- What you will do: Rewrite the listing below, replacing "in this photo" with "in this image" throughout and leaving everything else unchanged. Omit the pictures from your answer.

**** Data extract ****

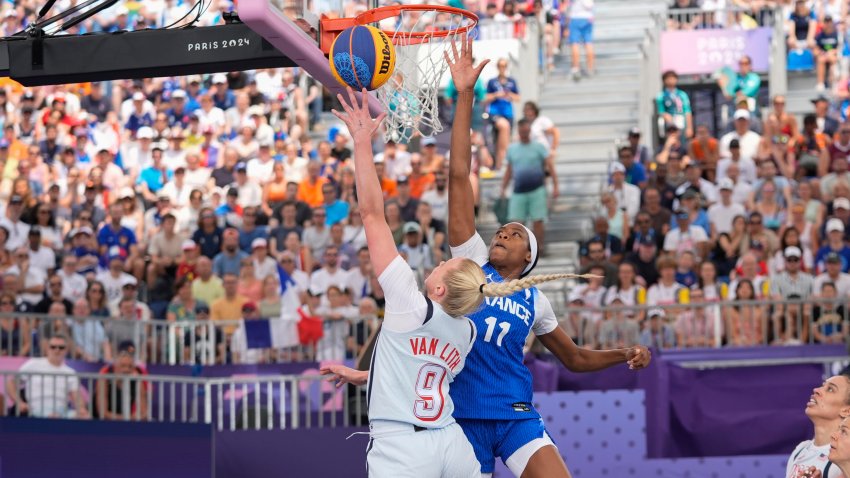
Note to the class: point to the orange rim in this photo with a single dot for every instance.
(330, 28)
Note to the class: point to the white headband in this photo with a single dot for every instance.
(532, 244)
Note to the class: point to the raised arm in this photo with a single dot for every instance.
(362, 126)
(461, 199)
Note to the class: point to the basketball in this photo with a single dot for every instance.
(362, 57)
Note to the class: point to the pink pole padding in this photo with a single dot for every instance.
(287, 37)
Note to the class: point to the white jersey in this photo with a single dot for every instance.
(807, 454)
(417, 355)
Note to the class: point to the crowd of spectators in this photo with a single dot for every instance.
(735, 237)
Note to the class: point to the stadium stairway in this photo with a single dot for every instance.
(592, 114)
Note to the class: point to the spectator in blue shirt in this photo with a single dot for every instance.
(336, 210)
(835, 243)
(635, 172)
(502, 92)
(113, 234)
(229, 260)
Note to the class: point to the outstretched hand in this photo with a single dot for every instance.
(464, 74)
(341, 375)
(638, 357)
(357, 117)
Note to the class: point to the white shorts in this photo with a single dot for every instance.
(396, 450)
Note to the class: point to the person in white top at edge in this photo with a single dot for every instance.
(423, 342)
(828, 406)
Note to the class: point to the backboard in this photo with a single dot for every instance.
(292, 27)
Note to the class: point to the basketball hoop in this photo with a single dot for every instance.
(421, 34)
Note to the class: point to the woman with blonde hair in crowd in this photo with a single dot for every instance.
(745, 323)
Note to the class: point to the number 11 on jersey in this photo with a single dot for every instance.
(491, 326)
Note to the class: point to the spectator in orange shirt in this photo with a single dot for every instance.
(310, 188)
(419, 180)
(704, 149)
(388, 186)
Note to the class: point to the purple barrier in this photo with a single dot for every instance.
(36, 448)
(307, 453)
(691, 52)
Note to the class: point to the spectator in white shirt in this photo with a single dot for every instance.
(41, 257)
(748, 139)
(627, 195)
(722, 213)
(746, 167)
(833, 274)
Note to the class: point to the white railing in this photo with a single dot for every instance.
(233, 403)
(201, 342)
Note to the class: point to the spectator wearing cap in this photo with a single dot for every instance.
(153, 178)
(835, 229)
(396, 161)
(619, 222)
(336, 210)
(18, 231)
(694, 180)
(810, 153)
(182, 306)
(260, 167)
(417, 253)
(660, 214)
(223, 96)
(747, 139)
(310, 188)
(330, 273)
(833, 274)
(658, 333)
(264, 265)
(595, 256)
(316, 236)
(406, 204)
(640, 152)
(209, 113)
(839, 173)
(768, 172)
(165, 249)
(243, 353)
(420, 181)
(745, 167)
(48, 395)
(635, 172)
(673, 106)
(229, 260)
(826, 124)
(438, 197)
(690, 202)
(626, 194)
(743, 85)
(704, 150)
(841, 212)
(642, 228)
(94, 103)
(792, 283)
(53, 294)
(686, 236)
(41, 257)
(113, 395)
(722, 213)
(528, 164)
(432, 160)
(229, 306)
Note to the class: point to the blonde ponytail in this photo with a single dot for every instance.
(502, 289)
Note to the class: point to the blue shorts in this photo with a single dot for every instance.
(581, 31)
(502, 438)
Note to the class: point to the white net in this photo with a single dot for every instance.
(411, 97)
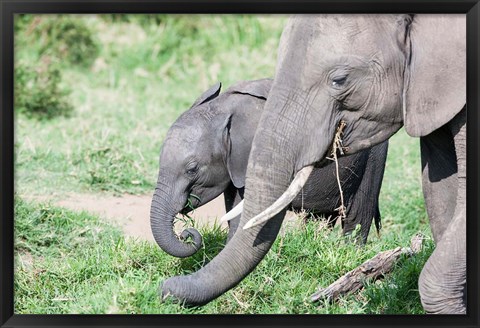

****

- Correct result:
Note to the class: point to the orange rim in this image with a single dot for every instance.
(330, 28)
Note to the class: point to the white headband in this image with a single dot for every instance.
(532, 244)
Note to the class: point to the raised arm in this image with a single dot for every instance.
(362, 126)
(461, 199)
Note to the class: point to the basketball in this image with a single dot for every instance.
(362, 57)
Note to the class: point to the pink pole padding in this image with a single dot for every instance.
(287, 37)
Note to the class: point to the white jersey in this image with a single dot for every instance.
(807, 454)
(417, 355)
Note to the class: point to the crowd of spectators in this image with a single dot for every instance.
(735, 237)
Note to the class: point to the stadium stairway in this image with a single dot for every instance.
(592, 114)
Note to the class: point to the spectator in blue shirt in this image with a single dot for every instance.
(336, 210)
(835, 243)
(635, 172)
(502, 92)
(113, 234)
(229, 260)
Note to the class: point to the outstretched hand in this image with a single dot for every instance.
(464, 74)
(341, 375)
(638, 357)
(357, 117)
Note to the class: point to the white shorts in this image with a single dot for every instance.
(396, 450)
Note to the class: point to the person in white top at edge in this image with a single dot for every instance.
(423, 342)
(828, 406)
Note to the class: point to the backboard in this image with a single dot for every instance.
(292, 27)
Note to the class: point to the basketball hoop in this image with a single dot for every instance.
(421, 34)
Note to the class: point to the woman with blonde hair in crowd in this image with a single dot for every instance.
(745, 323)
Note to the class: point to the number 11 on jersey in this image with a single dot for every instance.
(491, 326)
Note to the class: point to the spectator in orange shirt in this image with a single dot for every instance.
(310, 188)
(419, 180)
(704, 149)
(388, 186)
Note to the class: point to the purple barrier in this image with a single dot for every instance.
(36, 448)
(307, 453)
(691, 52)
Note to the class: point to the spectator in white shirt in this image with a single dot for every instance.
(41, 257)
(748, 139)
(627, 195)
(722, 213)
(746, 167)
(833, 274)
Note to the class: point to the white railing in this image with a single dot for every instance.
(233, 403)
(201, 342)
Note to the class: point to the spectator wearing cap in this image with a single dot for every instance.
(153, 178)
(835, 229)
(396, 161)
(619, 222)
(336, 210)
(18, 231)
(694, 180)
(810, 153)
(182, 306)
(260, 167)
(417, 253)
(660, 214)
(223, 96)
(747, 139)
(310, 188)
(330, 273)
(833, 274)
(658, 333)
(264, 265)
(595, 256)
(316, 236)
(406, 204)
(640, 152)
(209, 113)
(839, 173)
(768, 172)
(165, 249)
(243, 353)
(420, 181)
(745, 167)
(48, 395)
(635, 172)
(673, 106)
(229, 260)
(826, 124)
(438, 197)
(690, 202)
(626, 194)
(743, 85)
(704, 150)
(841, 212)
(642, 228)
(94, 103)
(792, 283)
(53, 294)
(686, 236)
(41, 257)
(113, 395)
(722, 213)
(528, 164)
(432, 160)
(229, 306)
Note to the class: point to the blonde ponytail in this image with a single dot for every instance.
(502, 289)
Note to the class: point to the blue shorts in this image with a single dot for every instance.
(581, 31)
(502, 438)
Note to the class: point to the white net in this image with a single dot for every instance.
(411, 97)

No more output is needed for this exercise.